Text shown ▸

The rest of the line-up will consist of center fielder Justin Ruggiano, who hit .313 in 91 games for the club last season, catcher Rob Brantly who hit .290 with 3 homers in 100 at-bats last season, second baseman Donovan Solano who hit .295 in 285 at-bats last season and shortstop Adeiny Hechavarria who is a great defensive player but has no discipline at the plate. None of them are likely to produce more than 15 home runs, and most will be lucky to get to double-digits and their inexperience will cause some very frustrating hitless streaks throughout the season.


It is hard to tell if the Marlins are trying to rebuild or if they are trying to put together the worst team in the history of the game. Their starting pitching is very young and they have no true ace, their offense has tons of holes in it and while their bullpen looks like they could be pretty solid, it is unlikely that they will be much of a factor when the ball club will almost certainly struggle to score runs this year. If a team can truly go from bad to worse, it looks likely that the Marlins are going to do it, and a 100 loss season is not out of the question, especially if Morris is sidelined for any extended period of time early in the season and Polanco spends significant time on the DL again. Given what they will likely have to work with as the season wears on, anything better than a 48-114 record for this ball club will be considered not just a success, but a miracle.

Supplied data ▸
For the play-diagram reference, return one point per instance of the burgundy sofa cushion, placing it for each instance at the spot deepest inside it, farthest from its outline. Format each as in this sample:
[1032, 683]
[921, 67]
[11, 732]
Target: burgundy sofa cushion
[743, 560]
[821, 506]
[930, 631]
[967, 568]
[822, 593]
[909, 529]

Parts of the exercise ▸
1 – Reproduce the passage of the Marlins preview between "The rest of" and "throughout the season.", inclusive, word for word.
2 – Rewrite the rows as a JSON list of strings with one string per line, skipping any blank lines.
The Marlins preview and the rows have nothing to do with each other.

Answer set ▸
1 –
The rest of the line-up will consist of center fielder Justin Ruggiano, who hit .313 in 91 games for the club last season, catcher Rob Brantly who hit .290 with 3 homers in 100 at-bats last season, second baseman Donovan Solano who hit .295 in 285 at-bats last season and shortstop Adeiny Hechavarria who is a great defensive player but has no discipline at the plate. None of them are likely to produce more than 15 home runs, and most will be lucky to get to double-digits and their inexperience will cause some very frustrating hitless streaks throughout the season.

2 –
[
  "For the play-diagram reference, return one point per instance of the burgundy sofa cushion, placing it for each instance at the spot deepest inside it, farthest from its outline. Format each as in this sample:",
  "[1032, 683]",
  "[921, 67]",
  "[11, 732]",
  "Target: burgundy sofa cushion",
  "[743, 560]",
  "[821, 506]",
  "[930, 631]",
  "[967, 568]",
  "[822, 593]",
  "[909, 529]"
]